● Input
══════════════════════════════
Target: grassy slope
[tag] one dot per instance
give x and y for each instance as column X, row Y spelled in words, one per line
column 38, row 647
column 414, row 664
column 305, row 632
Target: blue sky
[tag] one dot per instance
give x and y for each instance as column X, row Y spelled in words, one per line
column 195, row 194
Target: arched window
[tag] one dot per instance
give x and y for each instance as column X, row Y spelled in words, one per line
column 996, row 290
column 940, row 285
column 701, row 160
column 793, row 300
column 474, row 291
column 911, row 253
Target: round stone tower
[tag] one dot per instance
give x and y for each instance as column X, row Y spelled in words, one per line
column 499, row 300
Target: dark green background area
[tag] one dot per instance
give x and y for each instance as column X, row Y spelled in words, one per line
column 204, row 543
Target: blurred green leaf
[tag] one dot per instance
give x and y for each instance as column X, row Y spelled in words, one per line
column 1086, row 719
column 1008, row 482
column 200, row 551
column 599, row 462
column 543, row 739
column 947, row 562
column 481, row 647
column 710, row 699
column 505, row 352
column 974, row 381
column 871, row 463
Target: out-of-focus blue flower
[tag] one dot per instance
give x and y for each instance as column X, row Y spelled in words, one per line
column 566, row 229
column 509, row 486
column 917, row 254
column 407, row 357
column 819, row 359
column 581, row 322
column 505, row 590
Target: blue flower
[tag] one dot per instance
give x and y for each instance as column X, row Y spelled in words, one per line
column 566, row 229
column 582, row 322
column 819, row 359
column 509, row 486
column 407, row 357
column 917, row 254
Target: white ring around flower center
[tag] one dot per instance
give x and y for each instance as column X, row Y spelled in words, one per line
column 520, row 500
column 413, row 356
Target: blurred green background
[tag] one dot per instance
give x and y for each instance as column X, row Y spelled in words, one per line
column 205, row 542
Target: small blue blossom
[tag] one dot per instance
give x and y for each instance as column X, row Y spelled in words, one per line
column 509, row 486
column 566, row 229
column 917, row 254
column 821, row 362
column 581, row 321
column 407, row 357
══════════════════════════════
● Required work
Please turn the material, from the line containing "Target: white ring around flower center" through the end of the material, into a JSON list of strings with one string per line and blank lines left out.

● Written solution
[
  "Target: white ring around flower center",
  "[tag] one dot per instance",
  "give x and y for each instance as column X, row Y spelled in words, one per line",
  "column 520, row 500",
  "column 413, row 356",
  "Target: blurred green background",
  "[tag] one dot per instance",
  "give x and y for each instance as column X, row Y spelled in words, one per line",
  "column 205, row 542",
  "Target: small blue blossom",
  "[tag] one dot per instance",
  "give x and y for each instance as column X, row Y spelled in words, one per line",
  "column 509, row 486",
  "column 566, row 229",
  "column 917, row 254",
  "column 821, row 362",
  "column 581, row 321",
  "column 407, row 357"
]